**Brief:** Isolate every line in the data with the string "terracotta" and copy it.

**Records supplied:**
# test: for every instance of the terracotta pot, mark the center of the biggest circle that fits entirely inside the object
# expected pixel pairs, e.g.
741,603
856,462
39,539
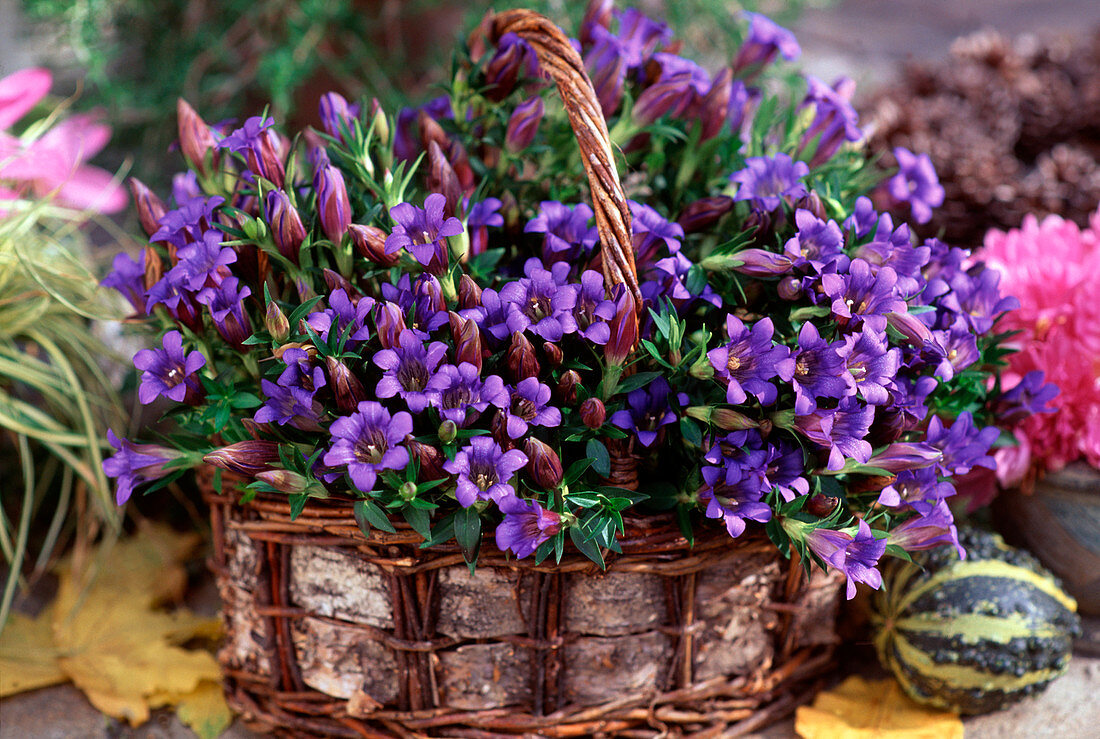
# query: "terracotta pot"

**Task result:**
# test: for every instance of the terracotta pot, mark the center of the biggest circle that fits entirely inside the object
# query: "terracotta pot"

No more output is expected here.